## Required work
Pick out each line of the material that contains the string "blurred", and copy those lines in full. Case counts.
----
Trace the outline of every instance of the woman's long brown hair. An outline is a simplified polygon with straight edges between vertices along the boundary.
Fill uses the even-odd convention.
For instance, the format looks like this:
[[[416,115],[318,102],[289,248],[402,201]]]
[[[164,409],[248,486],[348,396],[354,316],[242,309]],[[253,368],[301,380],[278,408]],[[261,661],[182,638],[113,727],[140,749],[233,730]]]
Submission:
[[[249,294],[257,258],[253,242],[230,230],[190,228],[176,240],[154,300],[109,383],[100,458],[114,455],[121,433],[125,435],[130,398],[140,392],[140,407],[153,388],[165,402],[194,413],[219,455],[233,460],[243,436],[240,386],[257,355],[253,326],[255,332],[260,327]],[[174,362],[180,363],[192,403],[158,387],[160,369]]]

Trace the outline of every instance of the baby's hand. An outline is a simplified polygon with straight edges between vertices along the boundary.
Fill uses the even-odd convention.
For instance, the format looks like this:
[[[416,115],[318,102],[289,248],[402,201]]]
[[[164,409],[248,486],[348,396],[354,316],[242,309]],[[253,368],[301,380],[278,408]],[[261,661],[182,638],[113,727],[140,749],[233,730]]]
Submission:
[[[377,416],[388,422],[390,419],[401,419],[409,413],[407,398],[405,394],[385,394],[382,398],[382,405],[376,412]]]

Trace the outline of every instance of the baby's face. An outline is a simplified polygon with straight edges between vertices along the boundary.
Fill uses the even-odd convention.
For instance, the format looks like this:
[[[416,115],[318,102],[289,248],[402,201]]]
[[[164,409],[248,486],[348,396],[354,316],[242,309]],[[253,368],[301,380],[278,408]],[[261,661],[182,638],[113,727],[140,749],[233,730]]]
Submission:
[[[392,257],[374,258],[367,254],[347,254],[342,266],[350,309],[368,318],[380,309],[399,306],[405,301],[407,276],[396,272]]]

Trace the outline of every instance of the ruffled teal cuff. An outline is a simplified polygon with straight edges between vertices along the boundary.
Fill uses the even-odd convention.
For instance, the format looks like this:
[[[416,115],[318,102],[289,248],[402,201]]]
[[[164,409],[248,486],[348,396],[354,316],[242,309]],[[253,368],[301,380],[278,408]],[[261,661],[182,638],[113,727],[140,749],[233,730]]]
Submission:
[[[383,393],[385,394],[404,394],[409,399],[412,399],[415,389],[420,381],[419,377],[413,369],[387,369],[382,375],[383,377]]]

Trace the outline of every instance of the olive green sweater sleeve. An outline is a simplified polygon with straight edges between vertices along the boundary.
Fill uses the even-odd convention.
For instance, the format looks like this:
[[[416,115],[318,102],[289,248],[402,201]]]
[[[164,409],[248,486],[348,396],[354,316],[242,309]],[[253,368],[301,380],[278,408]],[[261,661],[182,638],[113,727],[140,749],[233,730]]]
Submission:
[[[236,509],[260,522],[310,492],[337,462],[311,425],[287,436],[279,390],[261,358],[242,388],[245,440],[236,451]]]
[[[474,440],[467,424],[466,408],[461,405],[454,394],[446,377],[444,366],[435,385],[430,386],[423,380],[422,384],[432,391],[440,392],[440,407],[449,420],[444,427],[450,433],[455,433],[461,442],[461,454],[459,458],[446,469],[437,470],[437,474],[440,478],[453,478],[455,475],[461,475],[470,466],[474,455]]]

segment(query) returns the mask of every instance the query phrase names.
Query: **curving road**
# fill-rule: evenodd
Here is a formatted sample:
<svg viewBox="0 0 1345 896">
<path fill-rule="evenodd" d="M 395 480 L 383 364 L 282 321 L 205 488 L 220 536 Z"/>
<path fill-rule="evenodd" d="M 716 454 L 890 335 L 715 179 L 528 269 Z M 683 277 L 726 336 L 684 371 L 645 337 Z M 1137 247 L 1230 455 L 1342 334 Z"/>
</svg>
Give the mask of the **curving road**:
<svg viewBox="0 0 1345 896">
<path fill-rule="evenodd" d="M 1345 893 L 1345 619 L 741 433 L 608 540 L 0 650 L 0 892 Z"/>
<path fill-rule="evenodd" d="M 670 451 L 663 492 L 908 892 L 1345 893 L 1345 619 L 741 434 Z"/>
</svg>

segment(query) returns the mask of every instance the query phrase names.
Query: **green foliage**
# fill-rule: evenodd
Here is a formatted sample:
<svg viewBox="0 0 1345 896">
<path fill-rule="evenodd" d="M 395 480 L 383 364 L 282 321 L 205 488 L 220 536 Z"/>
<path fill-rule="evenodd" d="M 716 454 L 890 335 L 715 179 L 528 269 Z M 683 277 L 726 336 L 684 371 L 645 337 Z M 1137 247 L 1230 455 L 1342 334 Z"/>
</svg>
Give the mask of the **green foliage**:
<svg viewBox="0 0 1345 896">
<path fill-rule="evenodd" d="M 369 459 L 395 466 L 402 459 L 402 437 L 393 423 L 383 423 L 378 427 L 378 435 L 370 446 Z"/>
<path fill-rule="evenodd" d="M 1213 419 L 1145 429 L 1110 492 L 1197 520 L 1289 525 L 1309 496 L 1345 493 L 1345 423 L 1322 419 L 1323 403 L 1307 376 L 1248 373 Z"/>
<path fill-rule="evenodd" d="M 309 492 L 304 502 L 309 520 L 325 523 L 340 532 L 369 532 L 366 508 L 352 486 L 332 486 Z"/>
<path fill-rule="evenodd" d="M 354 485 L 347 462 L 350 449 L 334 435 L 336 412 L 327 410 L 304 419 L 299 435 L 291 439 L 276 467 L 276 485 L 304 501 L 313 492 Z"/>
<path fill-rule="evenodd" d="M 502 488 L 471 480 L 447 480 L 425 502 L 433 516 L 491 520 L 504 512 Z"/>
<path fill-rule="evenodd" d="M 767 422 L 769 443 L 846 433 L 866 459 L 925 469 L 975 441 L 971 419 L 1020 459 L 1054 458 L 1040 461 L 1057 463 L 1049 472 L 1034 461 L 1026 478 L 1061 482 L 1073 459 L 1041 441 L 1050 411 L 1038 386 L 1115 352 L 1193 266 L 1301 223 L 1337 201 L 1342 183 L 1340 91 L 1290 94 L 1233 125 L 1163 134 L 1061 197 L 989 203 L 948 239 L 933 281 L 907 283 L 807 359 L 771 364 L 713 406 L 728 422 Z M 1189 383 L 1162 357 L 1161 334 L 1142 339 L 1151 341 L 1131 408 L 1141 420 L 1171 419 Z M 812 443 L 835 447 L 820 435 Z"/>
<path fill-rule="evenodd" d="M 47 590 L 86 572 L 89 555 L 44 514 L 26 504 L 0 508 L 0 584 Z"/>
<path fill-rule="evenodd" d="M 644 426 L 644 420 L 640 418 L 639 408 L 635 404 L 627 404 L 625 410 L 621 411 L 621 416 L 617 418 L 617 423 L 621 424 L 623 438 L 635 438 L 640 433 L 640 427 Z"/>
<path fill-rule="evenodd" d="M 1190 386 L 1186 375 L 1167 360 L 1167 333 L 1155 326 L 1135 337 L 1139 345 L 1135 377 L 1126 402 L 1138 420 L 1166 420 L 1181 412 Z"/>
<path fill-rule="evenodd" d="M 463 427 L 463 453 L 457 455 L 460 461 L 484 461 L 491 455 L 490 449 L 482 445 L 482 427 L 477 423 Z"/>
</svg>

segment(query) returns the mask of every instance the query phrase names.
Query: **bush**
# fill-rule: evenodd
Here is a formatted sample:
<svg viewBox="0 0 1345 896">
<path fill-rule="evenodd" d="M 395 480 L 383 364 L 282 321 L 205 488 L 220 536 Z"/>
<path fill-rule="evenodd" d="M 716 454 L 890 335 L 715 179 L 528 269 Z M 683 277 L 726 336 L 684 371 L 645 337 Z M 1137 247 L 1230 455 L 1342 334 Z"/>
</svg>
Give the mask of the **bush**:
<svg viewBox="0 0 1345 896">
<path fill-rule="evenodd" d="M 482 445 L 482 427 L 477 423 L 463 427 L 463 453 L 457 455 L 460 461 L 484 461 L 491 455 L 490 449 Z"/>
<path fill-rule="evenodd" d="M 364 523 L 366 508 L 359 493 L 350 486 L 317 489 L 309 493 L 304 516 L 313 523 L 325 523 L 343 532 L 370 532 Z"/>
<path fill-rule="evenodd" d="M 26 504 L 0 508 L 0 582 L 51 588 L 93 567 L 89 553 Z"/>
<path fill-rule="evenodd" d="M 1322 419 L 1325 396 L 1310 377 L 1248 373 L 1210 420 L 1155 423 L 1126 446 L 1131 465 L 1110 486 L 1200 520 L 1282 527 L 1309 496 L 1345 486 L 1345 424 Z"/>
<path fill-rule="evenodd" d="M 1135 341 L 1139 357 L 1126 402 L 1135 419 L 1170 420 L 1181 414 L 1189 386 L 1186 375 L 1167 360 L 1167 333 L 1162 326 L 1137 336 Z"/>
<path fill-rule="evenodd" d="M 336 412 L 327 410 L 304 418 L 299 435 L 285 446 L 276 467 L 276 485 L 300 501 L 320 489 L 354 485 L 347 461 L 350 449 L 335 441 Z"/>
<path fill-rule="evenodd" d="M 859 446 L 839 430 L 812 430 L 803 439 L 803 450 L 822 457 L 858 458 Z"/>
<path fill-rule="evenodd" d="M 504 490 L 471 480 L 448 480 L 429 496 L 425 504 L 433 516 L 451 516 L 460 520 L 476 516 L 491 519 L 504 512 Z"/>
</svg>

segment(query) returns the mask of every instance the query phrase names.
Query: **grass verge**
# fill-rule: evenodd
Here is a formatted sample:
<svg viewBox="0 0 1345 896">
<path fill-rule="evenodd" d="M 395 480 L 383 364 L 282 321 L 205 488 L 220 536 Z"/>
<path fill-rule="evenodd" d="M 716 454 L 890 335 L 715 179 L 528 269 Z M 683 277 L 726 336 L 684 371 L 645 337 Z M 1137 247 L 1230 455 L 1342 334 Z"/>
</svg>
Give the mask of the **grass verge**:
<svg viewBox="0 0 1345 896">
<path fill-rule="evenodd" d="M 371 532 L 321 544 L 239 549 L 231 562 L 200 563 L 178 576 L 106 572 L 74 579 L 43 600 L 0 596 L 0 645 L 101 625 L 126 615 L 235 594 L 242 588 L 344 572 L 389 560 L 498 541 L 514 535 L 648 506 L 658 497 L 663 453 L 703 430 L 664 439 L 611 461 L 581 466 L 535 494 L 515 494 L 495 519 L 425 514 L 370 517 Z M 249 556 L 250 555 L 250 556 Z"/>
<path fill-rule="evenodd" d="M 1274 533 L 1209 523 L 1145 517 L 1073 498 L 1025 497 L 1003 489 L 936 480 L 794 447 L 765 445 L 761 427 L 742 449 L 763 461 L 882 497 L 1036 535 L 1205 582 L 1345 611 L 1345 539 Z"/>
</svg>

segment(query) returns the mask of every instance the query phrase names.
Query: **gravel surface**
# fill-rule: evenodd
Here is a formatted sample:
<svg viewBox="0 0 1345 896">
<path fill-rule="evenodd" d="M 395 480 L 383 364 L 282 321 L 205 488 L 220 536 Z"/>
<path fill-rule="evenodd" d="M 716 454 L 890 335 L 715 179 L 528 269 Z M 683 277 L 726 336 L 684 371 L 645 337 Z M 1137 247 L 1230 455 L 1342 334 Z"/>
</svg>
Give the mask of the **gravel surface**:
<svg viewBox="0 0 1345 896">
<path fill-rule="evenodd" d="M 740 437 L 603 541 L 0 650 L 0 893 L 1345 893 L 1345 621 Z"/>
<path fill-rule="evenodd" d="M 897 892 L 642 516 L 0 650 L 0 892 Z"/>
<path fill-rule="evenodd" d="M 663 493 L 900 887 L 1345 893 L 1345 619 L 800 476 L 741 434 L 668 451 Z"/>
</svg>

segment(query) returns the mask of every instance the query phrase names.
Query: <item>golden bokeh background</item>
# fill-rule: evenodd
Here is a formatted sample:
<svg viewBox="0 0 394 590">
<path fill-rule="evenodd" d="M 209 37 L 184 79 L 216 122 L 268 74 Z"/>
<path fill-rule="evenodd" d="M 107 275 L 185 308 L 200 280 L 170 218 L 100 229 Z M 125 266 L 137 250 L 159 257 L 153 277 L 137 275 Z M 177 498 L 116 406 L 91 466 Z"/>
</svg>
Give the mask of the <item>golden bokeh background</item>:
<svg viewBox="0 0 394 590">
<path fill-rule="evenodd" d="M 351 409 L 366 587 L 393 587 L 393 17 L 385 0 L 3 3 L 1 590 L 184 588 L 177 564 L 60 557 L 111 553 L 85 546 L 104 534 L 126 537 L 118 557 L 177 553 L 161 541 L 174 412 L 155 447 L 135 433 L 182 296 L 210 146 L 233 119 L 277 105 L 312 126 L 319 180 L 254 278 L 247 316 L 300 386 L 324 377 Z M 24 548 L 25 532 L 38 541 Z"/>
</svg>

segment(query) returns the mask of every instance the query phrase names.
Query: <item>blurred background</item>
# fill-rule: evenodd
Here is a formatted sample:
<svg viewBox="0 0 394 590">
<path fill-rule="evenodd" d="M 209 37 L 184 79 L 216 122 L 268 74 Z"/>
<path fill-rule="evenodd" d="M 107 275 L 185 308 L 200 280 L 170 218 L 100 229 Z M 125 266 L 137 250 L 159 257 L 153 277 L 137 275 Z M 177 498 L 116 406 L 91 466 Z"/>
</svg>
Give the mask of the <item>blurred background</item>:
----
## Expected output
Query: <item>blurred background</item>
Give the mask of the <item>blurred background</item>:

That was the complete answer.